EXCERPTED TEXT —
Define a vulgar ghost with reference to all that is called ghost-like. It is visibility without tangibility; which is also the definition of a shadow. Therefore, a vulgar ghost and a shadow would be the same; because two different things cannot properly have the same definition. A visible substance without susceptibility of impact, I maintain to be an absurdity.

Unless there be an external substance, the bodily eye cannot see it; therefore, in all such cases, that which is supposed to be seen is, in fact, not seen, but is an image of the brain. External objects naturally produce sensation; but here, in truth, sensation produces, as it were, the external object. In certain states of the nerves, however, I do believe that the eye, although not consciously so directed, may, by a slight convulsion, see a portion of the body, as if opposite to it. The part actually seen will by common association seem the whole; and the whole body will then constitute an external object, which explains many stories of persons seeing themselves lying dead. Bishop Berkeley once experienced this. He had the presence of mind to ring the bell, and feel his pulse; keeping his eye still fixed on his own figure right opposite to him. He was in a high fever, and the brain image died away as the door opened. I observed something very like it once at Grasmere; and was so conscious of the cause, that I told a person what I was experiencing, whilst the image still remained.

Of course, if the vulgar ghost be really a shadow, there must be some substance of which it is the shadow. These visible and intangible shadows, without substances to cause them, are absurd.

January 4. 1828

CHARACTER OF THE AGE FOR LOGIC.—PLATO AND XENOPHON.–GREEK DRAMA.– KOTZEBUE.—BURKE.—PLAGIARISTS

This is not a logical age. A friend lately gave me some political pamphlets of the times of Charles I. and the Cromwellate. In them the premisses are frequently wrong, but the deductions are almost always legitimate; whereas, in the writings of the present day, the premisses are commonly sound, but the conclusions false. I think a great deal of commendation is due to the University of Oxford for preserving the study of logic in the schools. It is a great mistake to suppose geometry any substitute for it.

STORED ROWS —
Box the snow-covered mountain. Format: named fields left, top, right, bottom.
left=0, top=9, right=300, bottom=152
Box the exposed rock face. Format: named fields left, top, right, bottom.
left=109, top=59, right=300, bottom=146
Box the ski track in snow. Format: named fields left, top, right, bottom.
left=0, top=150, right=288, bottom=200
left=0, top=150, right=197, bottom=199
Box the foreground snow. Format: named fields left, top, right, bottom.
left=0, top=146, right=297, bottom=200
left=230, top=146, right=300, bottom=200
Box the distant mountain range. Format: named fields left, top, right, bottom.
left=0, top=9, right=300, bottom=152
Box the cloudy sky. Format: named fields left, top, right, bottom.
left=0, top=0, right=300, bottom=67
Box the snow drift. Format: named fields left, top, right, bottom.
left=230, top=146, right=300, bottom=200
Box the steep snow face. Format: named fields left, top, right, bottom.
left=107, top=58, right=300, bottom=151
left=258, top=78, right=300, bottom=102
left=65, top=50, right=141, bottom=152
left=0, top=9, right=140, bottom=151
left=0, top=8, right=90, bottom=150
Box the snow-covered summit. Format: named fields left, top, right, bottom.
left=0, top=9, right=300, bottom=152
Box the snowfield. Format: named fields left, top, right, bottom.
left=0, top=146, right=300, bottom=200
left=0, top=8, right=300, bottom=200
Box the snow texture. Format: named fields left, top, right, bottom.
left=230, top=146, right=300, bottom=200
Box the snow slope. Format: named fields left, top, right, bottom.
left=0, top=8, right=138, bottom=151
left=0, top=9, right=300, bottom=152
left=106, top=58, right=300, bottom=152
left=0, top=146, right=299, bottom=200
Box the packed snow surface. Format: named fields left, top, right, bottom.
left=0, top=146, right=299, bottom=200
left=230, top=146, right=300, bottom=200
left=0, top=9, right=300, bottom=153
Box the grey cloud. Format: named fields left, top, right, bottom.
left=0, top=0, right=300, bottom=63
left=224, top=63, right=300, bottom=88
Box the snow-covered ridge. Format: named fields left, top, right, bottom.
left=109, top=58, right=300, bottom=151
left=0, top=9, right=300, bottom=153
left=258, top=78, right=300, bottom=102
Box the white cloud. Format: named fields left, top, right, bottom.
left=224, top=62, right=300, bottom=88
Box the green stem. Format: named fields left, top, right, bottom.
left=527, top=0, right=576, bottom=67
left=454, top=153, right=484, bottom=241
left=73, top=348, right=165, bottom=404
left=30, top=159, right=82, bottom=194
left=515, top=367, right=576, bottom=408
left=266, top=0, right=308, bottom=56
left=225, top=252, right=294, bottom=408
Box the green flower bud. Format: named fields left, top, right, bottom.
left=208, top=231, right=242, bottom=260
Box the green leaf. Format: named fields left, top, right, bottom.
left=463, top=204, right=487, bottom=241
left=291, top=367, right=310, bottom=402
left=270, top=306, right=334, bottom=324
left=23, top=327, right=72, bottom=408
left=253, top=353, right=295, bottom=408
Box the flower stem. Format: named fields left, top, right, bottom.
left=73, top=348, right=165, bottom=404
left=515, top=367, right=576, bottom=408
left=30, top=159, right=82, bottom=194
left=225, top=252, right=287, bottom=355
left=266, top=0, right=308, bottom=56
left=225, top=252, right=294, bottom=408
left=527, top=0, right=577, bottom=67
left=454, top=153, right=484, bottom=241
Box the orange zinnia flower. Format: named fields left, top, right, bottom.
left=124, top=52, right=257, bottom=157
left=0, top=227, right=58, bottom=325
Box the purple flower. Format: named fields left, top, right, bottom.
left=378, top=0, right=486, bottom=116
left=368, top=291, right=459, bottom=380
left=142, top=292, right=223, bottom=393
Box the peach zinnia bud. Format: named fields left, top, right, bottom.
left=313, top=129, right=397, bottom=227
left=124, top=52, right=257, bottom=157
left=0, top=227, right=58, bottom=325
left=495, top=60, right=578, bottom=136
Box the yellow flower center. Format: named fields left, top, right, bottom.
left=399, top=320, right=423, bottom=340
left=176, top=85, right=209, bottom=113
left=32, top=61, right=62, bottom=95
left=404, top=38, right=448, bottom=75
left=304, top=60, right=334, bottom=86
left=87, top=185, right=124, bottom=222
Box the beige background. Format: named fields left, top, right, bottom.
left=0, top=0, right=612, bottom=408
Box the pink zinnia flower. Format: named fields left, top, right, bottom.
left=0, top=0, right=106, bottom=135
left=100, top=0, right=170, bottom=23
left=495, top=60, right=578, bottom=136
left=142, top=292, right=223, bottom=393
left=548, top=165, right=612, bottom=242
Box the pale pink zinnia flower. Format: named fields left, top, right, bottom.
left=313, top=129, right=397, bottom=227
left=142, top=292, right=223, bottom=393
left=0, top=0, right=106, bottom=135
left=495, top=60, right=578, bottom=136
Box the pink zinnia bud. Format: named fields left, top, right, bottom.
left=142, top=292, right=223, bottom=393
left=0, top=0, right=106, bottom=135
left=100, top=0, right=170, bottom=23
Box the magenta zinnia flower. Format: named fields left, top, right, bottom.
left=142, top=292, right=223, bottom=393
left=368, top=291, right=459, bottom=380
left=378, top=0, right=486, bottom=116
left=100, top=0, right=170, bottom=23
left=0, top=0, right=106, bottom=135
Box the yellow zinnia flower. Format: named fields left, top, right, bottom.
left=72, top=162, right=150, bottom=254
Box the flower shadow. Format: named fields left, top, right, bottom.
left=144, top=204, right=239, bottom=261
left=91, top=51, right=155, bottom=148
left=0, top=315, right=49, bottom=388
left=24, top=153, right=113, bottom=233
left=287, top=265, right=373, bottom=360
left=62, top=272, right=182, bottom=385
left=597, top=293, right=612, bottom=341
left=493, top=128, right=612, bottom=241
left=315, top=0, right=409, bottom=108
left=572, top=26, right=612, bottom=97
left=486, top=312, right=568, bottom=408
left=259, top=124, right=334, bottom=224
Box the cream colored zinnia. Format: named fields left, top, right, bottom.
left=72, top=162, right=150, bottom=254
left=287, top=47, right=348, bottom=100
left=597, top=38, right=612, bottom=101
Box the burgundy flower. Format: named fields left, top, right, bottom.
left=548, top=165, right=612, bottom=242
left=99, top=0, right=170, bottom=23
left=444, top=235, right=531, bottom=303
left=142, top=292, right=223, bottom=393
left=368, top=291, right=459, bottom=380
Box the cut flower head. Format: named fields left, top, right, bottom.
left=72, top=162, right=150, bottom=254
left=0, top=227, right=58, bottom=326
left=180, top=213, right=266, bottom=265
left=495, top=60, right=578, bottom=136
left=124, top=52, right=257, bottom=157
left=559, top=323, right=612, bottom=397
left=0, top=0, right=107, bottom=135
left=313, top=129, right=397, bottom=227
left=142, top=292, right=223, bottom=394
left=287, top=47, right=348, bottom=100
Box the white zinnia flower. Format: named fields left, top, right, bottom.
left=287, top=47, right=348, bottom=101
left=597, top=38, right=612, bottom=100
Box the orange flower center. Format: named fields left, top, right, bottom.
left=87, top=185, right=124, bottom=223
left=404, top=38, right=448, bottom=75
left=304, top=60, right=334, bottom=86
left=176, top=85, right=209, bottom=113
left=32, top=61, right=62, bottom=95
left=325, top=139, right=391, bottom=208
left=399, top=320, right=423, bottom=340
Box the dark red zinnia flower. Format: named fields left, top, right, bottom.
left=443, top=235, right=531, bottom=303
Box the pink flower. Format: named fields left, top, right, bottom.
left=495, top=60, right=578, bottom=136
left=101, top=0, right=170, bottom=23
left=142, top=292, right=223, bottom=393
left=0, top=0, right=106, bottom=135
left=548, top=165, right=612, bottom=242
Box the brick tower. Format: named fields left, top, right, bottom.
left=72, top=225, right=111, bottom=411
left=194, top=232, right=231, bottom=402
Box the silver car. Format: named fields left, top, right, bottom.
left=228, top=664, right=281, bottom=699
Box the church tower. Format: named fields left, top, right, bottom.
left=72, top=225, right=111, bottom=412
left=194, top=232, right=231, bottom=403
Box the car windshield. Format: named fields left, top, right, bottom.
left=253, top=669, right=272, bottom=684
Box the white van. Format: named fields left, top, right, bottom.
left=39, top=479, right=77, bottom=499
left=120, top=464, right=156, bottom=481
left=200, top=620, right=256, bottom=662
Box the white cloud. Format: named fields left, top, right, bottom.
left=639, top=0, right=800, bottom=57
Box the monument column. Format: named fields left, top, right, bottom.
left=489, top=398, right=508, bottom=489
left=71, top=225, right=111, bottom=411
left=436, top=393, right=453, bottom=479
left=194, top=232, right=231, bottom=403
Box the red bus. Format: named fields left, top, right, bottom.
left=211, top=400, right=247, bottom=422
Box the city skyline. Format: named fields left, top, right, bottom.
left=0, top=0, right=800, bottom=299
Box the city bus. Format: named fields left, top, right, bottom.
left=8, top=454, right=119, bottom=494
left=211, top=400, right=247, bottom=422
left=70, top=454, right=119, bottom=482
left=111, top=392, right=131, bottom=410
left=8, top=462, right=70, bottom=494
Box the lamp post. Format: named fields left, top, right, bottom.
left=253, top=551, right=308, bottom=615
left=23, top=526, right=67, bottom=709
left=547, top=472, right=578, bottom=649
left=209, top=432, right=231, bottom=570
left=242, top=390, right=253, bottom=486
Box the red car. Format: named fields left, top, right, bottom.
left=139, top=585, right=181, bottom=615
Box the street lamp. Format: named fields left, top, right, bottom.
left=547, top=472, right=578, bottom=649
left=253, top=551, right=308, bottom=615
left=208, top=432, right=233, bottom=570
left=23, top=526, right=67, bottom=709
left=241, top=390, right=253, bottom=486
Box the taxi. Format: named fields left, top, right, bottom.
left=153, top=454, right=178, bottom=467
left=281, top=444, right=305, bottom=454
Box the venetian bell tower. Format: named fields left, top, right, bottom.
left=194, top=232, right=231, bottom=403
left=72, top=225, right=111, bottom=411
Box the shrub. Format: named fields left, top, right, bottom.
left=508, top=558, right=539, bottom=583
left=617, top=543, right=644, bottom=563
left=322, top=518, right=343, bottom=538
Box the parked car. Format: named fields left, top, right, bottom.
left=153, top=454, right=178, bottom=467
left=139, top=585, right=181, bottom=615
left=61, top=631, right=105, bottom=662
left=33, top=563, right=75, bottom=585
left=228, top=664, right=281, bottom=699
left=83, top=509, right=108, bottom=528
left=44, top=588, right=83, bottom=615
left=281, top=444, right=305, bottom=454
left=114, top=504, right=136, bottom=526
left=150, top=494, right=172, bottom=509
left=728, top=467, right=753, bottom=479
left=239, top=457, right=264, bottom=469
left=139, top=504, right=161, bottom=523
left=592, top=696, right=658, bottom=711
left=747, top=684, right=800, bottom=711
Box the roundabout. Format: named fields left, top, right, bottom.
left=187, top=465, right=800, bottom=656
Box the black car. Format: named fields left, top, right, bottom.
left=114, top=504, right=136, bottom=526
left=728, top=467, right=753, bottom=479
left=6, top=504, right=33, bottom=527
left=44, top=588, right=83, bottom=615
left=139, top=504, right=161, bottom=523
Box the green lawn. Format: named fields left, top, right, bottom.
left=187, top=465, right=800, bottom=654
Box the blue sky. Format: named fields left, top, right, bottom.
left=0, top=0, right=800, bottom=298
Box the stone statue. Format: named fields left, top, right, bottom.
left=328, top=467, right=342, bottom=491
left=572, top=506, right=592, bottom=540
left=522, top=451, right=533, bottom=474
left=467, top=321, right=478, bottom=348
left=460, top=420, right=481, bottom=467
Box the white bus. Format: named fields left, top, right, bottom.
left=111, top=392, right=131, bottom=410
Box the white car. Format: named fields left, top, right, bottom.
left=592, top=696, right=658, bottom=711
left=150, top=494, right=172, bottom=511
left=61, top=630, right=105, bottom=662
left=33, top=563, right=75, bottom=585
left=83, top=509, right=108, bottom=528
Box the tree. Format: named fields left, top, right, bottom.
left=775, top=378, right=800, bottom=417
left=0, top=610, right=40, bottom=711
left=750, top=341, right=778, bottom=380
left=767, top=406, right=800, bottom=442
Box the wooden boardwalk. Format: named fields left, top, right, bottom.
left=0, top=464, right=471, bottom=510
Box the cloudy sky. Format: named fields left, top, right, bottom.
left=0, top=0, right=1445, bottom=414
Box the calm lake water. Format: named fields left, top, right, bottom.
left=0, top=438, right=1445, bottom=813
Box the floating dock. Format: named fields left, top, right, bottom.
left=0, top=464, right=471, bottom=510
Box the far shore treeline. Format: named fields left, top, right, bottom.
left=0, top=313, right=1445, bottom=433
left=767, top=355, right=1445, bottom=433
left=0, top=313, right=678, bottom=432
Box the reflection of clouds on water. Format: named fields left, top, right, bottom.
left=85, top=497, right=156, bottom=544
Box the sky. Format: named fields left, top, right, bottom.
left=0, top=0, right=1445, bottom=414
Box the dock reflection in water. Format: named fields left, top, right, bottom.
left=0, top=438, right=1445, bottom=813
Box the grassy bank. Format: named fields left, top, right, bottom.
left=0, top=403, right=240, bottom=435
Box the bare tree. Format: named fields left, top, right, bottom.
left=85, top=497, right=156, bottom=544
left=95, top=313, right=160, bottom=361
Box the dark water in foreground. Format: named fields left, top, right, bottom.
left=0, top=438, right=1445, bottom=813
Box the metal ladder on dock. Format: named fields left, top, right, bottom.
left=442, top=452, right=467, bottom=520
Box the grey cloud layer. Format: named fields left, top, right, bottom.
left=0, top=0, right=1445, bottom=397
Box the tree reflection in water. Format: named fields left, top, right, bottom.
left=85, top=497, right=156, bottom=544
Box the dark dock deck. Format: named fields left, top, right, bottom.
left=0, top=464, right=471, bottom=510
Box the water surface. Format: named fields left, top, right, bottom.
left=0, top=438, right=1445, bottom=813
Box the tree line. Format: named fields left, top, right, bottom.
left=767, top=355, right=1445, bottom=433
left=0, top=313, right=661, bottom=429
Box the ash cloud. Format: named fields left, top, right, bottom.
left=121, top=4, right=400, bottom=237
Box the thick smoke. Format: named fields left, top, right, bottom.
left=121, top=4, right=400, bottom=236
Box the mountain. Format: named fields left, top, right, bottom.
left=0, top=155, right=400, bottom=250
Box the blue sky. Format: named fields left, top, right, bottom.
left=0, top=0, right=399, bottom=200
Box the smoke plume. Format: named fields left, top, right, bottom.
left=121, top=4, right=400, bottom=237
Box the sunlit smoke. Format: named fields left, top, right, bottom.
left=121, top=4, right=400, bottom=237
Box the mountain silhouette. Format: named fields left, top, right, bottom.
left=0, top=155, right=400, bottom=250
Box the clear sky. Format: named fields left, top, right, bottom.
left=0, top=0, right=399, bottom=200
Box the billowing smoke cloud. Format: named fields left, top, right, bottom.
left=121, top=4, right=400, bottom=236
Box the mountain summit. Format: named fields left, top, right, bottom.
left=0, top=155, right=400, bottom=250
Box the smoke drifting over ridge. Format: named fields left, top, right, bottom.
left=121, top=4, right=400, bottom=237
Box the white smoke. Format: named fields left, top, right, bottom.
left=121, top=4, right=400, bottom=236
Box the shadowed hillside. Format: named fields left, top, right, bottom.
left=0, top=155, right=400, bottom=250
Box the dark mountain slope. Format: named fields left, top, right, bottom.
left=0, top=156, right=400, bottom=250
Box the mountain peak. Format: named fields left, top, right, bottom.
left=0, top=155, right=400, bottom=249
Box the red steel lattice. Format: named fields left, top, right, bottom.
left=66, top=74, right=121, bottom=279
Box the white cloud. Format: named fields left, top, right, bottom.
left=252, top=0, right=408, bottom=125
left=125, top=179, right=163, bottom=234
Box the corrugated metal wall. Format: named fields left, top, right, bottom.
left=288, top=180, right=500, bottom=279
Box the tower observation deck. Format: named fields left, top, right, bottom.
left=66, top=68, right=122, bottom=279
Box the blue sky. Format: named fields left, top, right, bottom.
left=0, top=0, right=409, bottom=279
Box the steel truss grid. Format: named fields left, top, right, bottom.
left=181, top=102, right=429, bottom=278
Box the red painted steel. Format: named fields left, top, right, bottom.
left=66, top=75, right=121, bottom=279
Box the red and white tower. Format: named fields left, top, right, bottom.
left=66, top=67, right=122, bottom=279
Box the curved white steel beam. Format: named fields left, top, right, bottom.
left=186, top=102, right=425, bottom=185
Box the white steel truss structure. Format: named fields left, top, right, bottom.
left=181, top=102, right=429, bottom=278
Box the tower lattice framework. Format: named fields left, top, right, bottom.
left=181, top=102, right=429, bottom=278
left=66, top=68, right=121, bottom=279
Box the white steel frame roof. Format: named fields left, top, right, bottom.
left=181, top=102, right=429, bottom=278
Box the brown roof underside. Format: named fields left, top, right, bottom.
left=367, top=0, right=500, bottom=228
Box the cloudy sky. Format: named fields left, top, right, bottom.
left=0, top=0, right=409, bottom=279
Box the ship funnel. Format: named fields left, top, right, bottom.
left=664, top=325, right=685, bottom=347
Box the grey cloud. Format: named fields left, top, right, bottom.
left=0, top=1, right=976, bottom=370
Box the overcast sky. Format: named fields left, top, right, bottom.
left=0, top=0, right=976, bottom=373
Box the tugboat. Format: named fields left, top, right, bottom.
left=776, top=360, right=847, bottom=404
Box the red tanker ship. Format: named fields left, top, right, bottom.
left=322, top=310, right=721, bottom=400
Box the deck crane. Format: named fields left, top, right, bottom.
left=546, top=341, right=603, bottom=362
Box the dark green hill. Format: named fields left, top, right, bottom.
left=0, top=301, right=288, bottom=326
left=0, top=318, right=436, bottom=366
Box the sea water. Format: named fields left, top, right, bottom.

WHAT YOU SHOULD DO —
Reproduce word for word the part of the excerpted text starting at "Of course, if" and ending at "them, are absurd.".

FINAL RESULT —
Of course, if the vulgar ghost be really a shadow, there must be some substance of which it is the shadow. These visible and intangible shadows, without substances to cause them, are absurd.